- **COSA PRODURRE**:
Riscrivi tutto il materiale sostituendo ogni occorrenza di "marker" con "point" e lasciando invariato tutto il resto.

- **DATI ARCHIVIATI**:
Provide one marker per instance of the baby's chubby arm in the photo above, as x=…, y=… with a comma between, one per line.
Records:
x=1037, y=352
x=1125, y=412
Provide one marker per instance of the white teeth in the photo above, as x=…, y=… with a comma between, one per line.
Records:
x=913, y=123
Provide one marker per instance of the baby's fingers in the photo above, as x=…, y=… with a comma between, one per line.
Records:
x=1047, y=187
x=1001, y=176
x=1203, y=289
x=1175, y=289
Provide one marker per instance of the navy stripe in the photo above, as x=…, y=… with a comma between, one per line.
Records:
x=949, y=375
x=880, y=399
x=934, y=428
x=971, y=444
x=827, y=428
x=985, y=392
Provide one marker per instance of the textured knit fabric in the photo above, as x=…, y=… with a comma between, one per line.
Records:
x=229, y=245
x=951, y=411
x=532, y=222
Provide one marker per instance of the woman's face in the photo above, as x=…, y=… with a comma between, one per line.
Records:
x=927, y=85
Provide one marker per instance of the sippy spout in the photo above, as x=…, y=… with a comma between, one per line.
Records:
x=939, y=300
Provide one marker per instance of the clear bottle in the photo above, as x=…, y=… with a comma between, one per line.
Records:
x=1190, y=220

- **RISPOSTA SCRITTA**:
Provide one point per instance of the baby's chubby arm in the photo above, as x=…, y=… with a comma between, one per line.
Records:
x=1037, y=352
x=1125, y=412
Provide one point per instance of the white teeth in the photo above, as x=…, y=… with a comma between, one per line.
Records:
x=913, y=123
Provide one point per instance of the baby's fingers in the photo above, as x=…, y=… with a comma between, one per line.
Records:
x=1047, y=187
x=1001, y=176
x=1203, y=289
x=1175, y=289
Provide one point per instance of the navy stripe in the photo above, as x=…, y=… with a comma between, one per line.
Records:
x=949, y=375
x=880, y=399
x=934, y=428
x=971, y=444
x=827, y=428
x=985, y=392
Provide one point per instance of the textured knit fabric in the photo above, as x=…, y=… with a comma between, one per line.
Records:
x=229, y=245
x=951, y=411
x=532, y=222
Provide one point per instance of the woman's face in the photo above, as x=…, y=… with a comma between, one per line.
Records:
x=927, y=85
Provide one point per instance of the sippy spout in the photo above, as x=…, y=… with a comma between, one per line.
Records:
x=939, y=300
Provide one point per instance of the clear bottle in the photo above, as x=…, y=… with a comma between, one per line.
Records:
x=1190, y=220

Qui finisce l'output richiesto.